In the material below, repeat only the lines from the one that holds "of the white-framed" through the final line, exactly as they stand.

# [Given data]

- - -

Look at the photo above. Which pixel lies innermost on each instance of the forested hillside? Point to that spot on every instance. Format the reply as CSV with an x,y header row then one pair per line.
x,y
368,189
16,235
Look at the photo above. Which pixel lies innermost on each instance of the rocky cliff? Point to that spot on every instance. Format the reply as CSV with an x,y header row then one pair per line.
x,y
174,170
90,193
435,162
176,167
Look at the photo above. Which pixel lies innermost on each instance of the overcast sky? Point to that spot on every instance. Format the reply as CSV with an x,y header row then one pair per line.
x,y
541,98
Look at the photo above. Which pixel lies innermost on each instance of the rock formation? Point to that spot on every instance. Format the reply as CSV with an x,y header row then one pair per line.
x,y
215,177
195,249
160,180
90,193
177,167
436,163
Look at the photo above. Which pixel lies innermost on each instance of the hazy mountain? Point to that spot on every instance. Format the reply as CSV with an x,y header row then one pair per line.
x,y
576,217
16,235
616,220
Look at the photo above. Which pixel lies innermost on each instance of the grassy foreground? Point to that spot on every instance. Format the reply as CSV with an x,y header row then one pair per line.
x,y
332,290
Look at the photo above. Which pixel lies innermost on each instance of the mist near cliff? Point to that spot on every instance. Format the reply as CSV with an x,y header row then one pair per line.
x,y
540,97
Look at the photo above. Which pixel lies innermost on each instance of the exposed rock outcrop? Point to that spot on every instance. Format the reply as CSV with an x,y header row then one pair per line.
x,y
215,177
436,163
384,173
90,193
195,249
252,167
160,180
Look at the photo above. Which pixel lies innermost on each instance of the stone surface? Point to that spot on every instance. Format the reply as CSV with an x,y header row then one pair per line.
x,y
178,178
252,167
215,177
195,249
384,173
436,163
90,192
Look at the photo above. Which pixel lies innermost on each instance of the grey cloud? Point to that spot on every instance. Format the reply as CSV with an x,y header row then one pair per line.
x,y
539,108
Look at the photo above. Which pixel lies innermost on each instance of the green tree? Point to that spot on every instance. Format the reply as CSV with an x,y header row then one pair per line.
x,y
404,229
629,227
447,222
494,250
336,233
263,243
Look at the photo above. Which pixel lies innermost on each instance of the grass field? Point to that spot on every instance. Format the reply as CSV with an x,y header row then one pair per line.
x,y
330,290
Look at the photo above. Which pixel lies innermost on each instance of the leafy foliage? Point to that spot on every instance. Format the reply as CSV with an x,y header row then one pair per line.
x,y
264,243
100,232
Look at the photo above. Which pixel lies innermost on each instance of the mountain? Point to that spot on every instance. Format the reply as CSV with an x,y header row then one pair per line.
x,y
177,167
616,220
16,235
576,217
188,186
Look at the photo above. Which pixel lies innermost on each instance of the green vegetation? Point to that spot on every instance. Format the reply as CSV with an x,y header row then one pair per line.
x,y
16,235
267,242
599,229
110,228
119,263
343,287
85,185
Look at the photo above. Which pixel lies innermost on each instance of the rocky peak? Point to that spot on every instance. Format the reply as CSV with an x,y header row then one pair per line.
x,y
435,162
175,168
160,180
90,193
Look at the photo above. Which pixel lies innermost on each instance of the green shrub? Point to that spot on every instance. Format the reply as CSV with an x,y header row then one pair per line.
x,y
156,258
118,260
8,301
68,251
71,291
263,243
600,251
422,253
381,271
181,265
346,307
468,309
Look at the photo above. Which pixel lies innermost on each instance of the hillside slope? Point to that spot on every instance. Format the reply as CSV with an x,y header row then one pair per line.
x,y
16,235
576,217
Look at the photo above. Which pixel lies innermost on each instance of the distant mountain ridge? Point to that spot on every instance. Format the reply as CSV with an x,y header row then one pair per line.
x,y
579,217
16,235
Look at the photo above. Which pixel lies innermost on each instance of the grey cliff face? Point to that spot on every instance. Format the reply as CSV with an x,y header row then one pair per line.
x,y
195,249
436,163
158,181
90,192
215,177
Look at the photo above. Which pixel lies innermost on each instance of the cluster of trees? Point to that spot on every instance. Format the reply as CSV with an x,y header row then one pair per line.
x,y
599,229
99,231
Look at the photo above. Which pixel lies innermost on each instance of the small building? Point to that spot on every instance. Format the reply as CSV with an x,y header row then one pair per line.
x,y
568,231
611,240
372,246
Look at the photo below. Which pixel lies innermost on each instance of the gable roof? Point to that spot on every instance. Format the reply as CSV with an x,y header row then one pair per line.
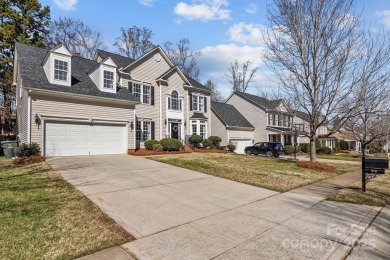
x,y
33,75
229,115
124,62
120,61
260,101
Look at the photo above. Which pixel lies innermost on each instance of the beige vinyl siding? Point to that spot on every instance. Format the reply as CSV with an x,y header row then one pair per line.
x,y
219,129
206,114
256,116
44,105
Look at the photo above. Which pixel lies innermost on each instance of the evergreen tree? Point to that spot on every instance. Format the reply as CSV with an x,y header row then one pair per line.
x,y
24,21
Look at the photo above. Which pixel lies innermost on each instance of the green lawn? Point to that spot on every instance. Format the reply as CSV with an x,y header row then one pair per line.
x,y
377,192
44,217
270,173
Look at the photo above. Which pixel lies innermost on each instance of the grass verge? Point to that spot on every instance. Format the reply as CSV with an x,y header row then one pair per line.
x,y
44,217
270,173
377,192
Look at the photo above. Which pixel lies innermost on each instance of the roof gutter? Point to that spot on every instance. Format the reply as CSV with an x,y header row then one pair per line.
x,y
81,96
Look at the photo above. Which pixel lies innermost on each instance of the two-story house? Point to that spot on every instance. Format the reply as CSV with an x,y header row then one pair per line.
x,y
272,120
70,105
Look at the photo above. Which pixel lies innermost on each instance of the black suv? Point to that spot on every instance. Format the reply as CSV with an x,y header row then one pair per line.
x,y
267,148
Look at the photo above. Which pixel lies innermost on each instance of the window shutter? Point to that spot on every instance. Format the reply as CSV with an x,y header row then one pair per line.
x,y
190,104
152,126
130,85
152,95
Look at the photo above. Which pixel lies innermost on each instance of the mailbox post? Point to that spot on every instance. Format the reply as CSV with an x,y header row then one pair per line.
x,y
371,168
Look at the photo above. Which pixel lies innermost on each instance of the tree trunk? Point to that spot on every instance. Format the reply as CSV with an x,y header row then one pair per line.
x,y
313,154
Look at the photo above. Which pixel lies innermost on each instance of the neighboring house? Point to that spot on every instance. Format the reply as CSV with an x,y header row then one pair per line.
x,y
301,119
271,120
229,124
74,106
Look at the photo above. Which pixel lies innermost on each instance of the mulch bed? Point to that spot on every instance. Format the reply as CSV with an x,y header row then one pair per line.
x,y
317,166
28,160
144,152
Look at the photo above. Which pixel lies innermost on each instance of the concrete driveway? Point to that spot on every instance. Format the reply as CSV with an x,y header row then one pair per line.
x,y
181,214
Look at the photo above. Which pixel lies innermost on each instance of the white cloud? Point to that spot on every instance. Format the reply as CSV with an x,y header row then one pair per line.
x,y
384,17
247,33
203,10
251,8
215,61
67,5
146,2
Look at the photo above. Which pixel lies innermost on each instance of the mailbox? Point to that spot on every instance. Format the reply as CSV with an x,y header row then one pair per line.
x,y
376,166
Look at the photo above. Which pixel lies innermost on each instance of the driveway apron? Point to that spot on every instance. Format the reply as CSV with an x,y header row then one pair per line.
x,y
177,213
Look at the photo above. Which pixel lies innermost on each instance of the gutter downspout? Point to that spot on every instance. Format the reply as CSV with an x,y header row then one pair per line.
x,y
29,117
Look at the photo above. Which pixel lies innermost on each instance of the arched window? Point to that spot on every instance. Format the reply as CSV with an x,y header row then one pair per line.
x,y
174,101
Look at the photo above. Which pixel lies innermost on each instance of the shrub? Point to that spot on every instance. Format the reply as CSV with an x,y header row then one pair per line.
x,y
304,147
324,150
150,143
317,166
207,143
318,144
27,150
344,145
215,140
231,147
290,149
170,144
337,150
196,139
158,147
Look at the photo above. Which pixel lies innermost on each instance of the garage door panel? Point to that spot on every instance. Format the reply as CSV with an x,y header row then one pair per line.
x,y
63,139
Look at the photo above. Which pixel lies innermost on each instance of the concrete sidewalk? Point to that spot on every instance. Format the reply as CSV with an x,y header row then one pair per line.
x,y
180,214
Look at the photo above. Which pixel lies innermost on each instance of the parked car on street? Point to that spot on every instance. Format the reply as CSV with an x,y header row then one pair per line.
x,y
269,149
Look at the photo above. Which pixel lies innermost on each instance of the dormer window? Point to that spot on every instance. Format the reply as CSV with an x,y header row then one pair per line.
x,y
60,70
108,79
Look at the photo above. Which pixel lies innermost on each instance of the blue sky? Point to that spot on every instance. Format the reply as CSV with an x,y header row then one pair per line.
x,y
221,30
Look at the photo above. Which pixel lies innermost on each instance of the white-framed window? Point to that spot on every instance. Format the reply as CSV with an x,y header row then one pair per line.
x,y
143,130
199,127
142,91
60,70
175,102
198,102
108,79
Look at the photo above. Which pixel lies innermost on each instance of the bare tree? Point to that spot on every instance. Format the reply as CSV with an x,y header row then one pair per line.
x,y
311,47
77,37
215,93
371,123
134,42
240,77
181,55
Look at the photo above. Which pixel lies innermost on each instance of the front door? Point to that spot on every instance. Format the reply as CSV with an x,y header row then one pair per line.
x,y
175,130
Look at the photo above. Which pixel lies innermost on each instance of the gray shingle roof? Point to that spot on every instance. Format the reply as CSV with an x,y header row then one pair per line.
x,y
260,101
230,115
120,61
30,61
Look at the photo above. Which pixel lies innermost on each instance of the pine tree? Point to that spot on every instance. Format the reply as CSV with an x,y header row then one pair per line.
x,y
24,21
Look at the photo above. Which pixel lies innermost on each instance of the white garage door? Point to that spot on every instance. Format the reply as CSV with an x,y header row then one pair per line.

- - -

# [Written response]
Look at the photo above. Which pixel lies innermost on each instance of the white-framed window? Point to that spot on every instance. Format the reply as CSV with an x,y header row then one pair per line.
x,y
143,130
199,127
142,91
60,70
175,102
198,102
108,79
Look at the photo above. Which pixel lies innermost on each instance of the bare tree? Point to that spot on every instance. Format the reply as CSV with an x,y header row then one pair per line.
x,y
311,47
77,37
215,93
371,123
134,42
240,77
181,55
Look at the photo above. Which pixel lies innermost on each instance of the front door? Point to that spot on every instance. Format the reply as CSV with an x,y header row then one pair per line.
x,y
175,130
Look at the photo above. Which pixel lies innermost on each instance of the gray shingle roof? Point to that spot on every instance. Format the reply as CSV with an x,y header row then one pair per line.
x,y
260,101
230,115
120,61
30,61
Look at the photo above. Which pixel lies innermost on each instance of the pine tree? Point to that spot on every instance. Format the reply as CSV with an x,y header row then one pair per line.
x,y
24,21
Look at the photo above. Which pixel lies innermost on each instance of the white garage door? Point to that spot on every instance. Format the reply as CSV with an x,y header row then one pair per line.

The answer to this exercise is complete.